> _Photo object pointing entries_
○ ○ ○ ○ ○ ○ ○
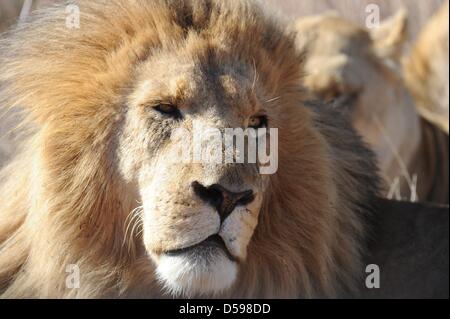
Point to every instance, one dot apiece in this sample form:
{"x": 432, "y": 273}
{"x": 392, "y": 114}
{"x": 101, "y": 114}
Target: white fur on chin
{"x": 187, "y": 276}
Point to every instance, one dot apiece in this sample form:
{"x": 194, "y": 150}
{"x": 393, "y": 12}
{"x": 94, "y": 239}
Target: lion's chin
{"x": 207, "y": 273}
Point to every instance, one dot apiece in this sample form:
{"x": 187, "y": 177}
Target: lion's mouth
{"x": 204, "y": 249}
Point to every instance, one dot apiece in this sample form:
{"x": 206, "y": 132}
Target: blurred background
{"x": 419, "y": 10}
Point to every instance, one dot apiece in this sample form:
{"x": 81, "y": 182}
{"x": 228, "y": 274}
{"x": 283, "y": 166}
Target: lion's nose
{"x": 221, "y": 198}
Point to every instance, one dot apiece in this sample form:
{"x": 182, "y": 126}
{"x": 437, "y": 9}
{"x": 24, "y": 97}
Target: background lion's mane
{"x": 59, "y": 196}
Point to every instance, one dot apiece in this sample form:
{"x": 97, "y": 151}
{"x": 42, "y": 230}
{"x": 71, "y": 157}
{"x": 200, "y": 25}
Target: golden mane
{"x": 61, "y": 195}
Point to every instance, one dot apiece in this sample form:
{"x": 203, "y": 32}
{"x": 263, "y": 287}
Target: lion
{"x": 426, "y": 69}
{"x": 95, "y": 189}
{"x": 360, "y": 71}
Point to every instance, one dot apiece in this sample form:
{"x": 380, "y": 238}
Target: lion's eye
{"x": 168, "y": 110}
{"x": 257, "y": 122}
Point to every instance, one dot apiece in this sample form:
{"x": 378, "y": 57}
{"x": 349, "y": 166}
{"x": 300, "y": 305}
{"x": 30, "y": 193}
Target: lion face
{"x": 198, "y": 217}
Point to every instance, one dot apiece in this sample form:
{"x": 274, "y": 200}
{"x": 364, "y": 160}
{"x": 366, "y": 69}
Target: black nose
{"x": 222, "y": 199}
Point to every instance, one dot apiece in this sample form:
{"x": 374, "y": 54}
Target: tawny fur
{"x": 63, "y": 200}
{"x": 361, "y": 71}
{"x": 426, "y": 69}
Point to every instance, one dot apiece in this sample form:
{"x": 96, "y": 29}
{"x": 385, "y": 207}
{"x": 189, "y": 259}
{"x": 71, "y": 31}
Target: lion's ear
{"x": 390, "y": 36}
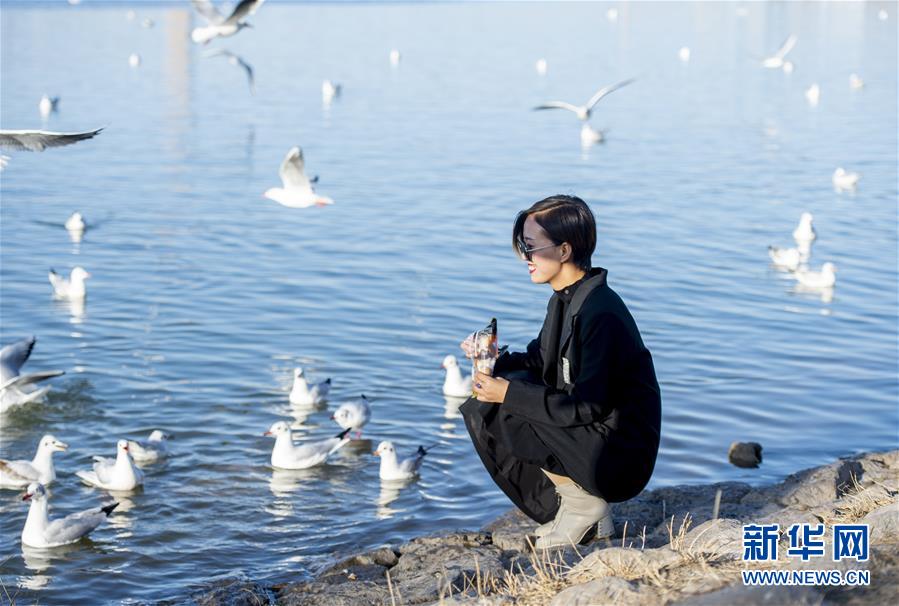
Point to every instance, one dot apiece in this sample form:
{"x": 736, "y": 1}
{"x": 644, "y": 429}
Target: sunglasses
{"x": 527, "y": 254}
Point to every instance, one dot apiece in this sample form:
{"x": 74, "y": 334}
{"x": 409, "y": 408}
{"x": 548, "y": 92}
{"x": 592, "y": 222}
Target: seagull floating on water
{"x": 41, "y": 533}
{"x": 788, "y": 258}
{"x": 39, "y": 140}
{"x": 286, "y": 455}
{"x": 15, "y": 388}
{"x": 237, "y": 61}
{"x": 825, "y": 278}
{"x": 392, "y": 468}
{"x": 48, "y": 105}
{"x": 117, "y": 474}
{"x": 455, "y": 384}
{"x": 19, "y": 474}
{"x": 354, "y": 415}
{"x": 297, "y": 191}
{"x": 844, "y": 180}
{"x": 219, "y": 25}
{"x": 805, "y": 231}
{"x": 302, "y": 394}
{"x": 583, "y": 112}
{"x": 152, "y": 449}
{"x": 73, "y": 287}
{"x": 777, "y": 60}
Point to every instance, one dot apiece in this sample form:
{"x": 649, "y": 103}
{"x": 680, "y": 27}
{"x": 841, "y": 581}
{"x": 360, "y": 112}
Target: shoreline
{"x": 672, "y": 546}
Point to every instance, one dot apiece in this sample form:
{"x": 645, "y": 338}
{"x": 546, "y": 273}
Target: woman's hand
{"x": 490, "y": 389}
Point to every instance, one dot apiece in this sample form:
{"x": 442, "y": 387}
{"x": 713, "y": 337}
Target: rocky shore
{"x": 679, "y": 545}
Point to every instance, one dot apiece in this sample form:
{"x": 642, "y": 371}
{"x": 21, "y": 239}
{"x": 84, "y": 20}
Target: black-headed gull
{"x": 40, "y": 532}
{"x": 71, "y": 288}
{"x": 19, "y": 474}
{"x": 392, "y": 468}
{"x": 842, "y": 179}
{"x": 455, "y": 384}
{"x": 117, "y": 474}
{"x": 16, "y": 388}
{"x": 583, "y": 112}
{"x": 805, "y": 231}
{"x": 297, "y": 191}
{"x": 219, "y": 25}
{"x": 302, "y": 394}
{"x": 47, "y": 105}
{"x": 150, "y": 450}
{"x": 776, "y": 60}
{"x": 286, "y": 455}
{"x": 237, "y": 61}
{"x": 788, "y": 258}
{"x": 825, "y": 278}
{"x": 39, "y": 140}
{"x": 353, "y": 415}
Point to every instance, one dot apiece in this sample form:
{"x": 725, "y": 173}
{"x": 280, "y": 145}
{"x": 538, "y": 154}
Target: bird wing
{"x": 787, "y": 46}
{"x": 74, "y": 526}
{"x": 292, "y": 172}
{"x": 39, "y": 140}
{"x": 605, "y": 90}
{"x": 19, "y": 471}
{"x": 244, "y": 9}
{"x": 14, "y": 356}
{"x": 208, "y": 11}
{"x": 558, "y": 105}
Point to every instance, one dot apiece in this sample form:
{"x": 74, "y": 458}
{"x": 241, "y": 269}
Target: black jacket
{"x": 592, "y": 401}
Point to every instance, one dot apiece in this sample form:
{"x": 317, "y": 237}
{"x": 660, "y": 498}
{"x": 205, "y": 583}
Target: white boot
{"x": 579, "y": 512}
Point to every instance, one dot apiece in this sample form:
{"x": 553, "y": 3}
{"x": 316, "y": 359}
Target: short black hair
{"x": 564, "y": 219}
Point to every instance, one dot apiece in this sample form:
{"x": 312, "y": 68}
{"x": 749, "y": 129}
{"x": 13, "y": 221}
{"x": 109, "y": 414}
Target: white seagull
{"x": 392, "y": 468}
{"x": 844, "y": 180}
{"x": 19, "y": 474}
{"x": 15, "y": 388}
{"x": 150, "y": 450}
{"x": 354, "y": 415}
{"x": 583, "y": 111}
{"x": 455, "y": 384}
{"x": 117, "y": 474}
{"x": 302, "y": 394}
{"x": 47, "y": 105}
{"x": 825, "y": 278}
{"x": 219, "y": 25}
{"x": 39, "y": 140}
{"x": 788, "y": 258}
{"x": 297, "y": 191}
{"x": 237, "y": 61}
{"x": 71, "y": 288}
{"x": 285, "y": 455}
{"x": 776, "y": 60}
{"x": 805, "y": 231}
{"x": 40, "y": 532}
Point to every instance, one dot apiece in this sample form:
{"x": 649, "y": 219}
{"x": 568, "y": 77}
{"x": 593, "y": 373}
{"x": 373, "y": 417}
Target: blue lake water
{"x": 204, "y": 296}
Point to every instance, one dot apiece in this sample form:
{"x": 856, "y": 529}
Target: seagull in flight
{"x": 776, "y": 60}
{"x": 297, "y": 191}
{"x": 583, "y": 111}
{"x": 237, "y": 61}
{"x": 39, "y": 140}
{"x": 219, "y": 25}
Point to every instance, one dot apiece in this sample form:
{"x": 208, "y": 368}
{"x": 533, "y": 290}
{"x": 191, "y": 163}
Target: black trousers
{"x": 514, "y": 455}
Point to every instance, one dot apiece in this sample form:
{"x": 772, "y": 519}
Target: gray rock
{"x": 608, "y": 590}
{"x": 745, "y": 454}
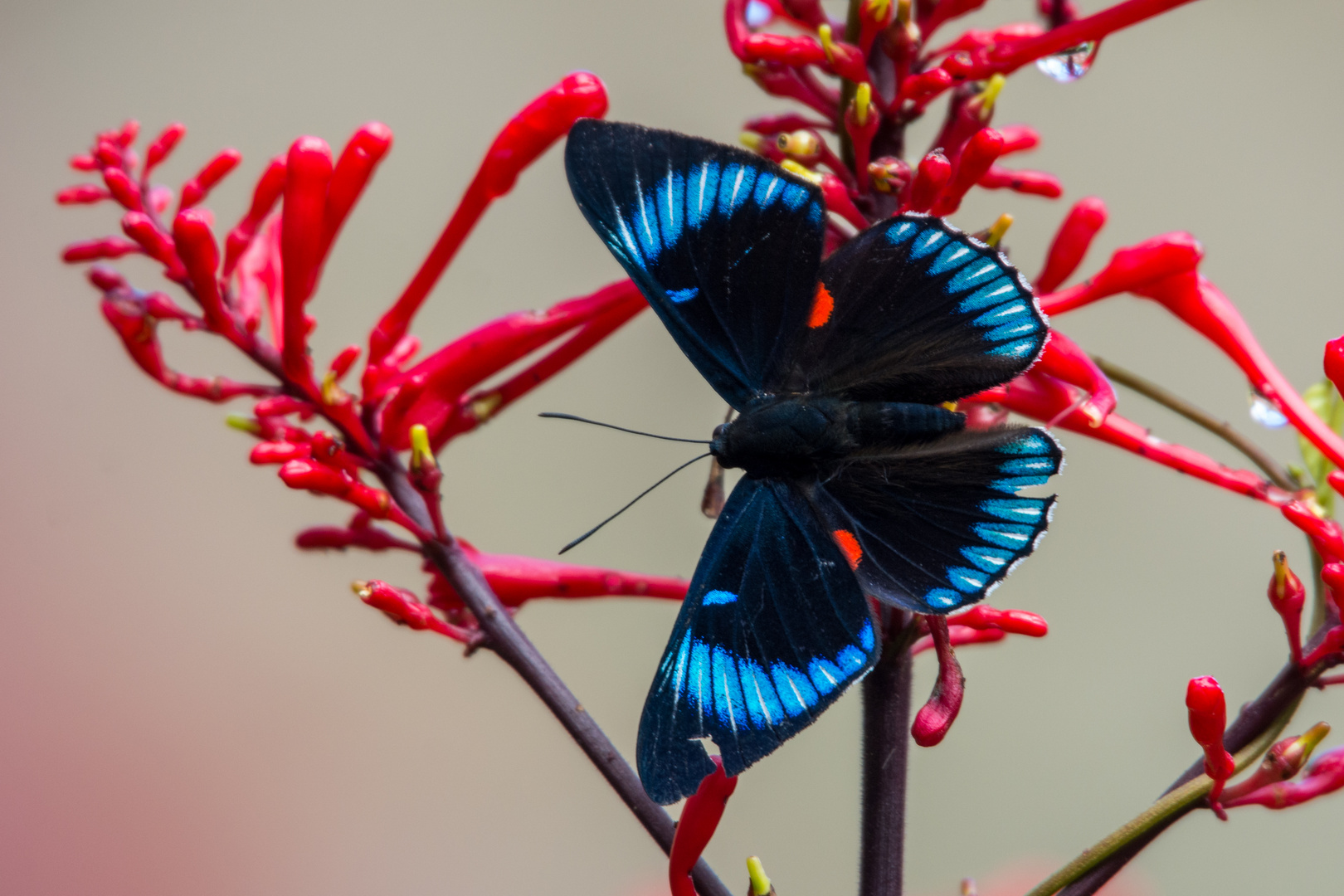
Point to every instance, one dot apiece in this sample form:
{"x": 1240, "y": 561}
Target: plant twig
○ ○ ○ ○ ○ ○ ○
> _THE REQUEST_
State how many lines of the entries above contain the word "mane". Reply with only the number.

> _IN RESPONSE_
2